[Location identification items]
/---

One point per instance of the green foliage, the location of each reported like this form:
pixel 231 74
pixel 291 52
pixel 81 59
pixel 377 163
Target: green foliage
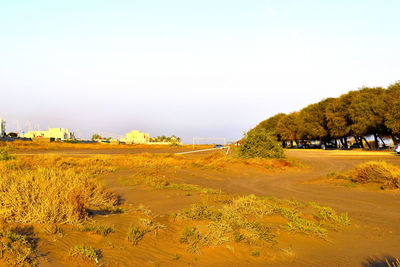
pixel 96 136
pixel 87 253
pixel 258 143
pixel 364 112
pixel 5 154
pixel 172 139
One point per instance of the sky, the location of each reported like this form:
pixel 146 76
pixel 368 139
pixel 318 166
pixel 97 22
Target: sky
pixel 209 68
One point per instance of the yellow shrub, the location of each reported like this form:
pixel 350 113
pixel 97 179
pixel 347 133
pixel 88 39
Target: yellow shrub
pixel 378 172
pixel 33 192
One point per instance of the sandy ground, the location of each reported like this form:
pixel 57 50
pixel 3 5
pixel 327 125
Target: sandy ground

\---

## AIM
Copy the whole listing above word for word, leaving out the pictures.

## TASK RESULT
One point per instance of the green foliage, the location of each reported like this form:
pixel 231 74
pixel 291 52
pixel 81 59
pixel 377 163
Target: green foliage
pixel 96 136
pixel 87 253
pixel 258 143
pixel 364 112
pixel 5 154
pixel 172 139
One point per instance of the sky, the location of each reported like this form:
pixel 146 76
pixel 368 139
pixel 318 166
pixel 97 22
Target: sky
pixel 209 68
One point per instance of the yellow shrub, the location of each reported like this form:
pixel 350 113
pixel 97 179
pixel 347 133
pixel 88 39
Target: yellow shrub
pixel 378 172
pixel 33 192
One point per instance of the sandy ground, the location of each reported like this form:
pixel 57 50
pixel 3 5
pixel 327 125
Target: sandy ground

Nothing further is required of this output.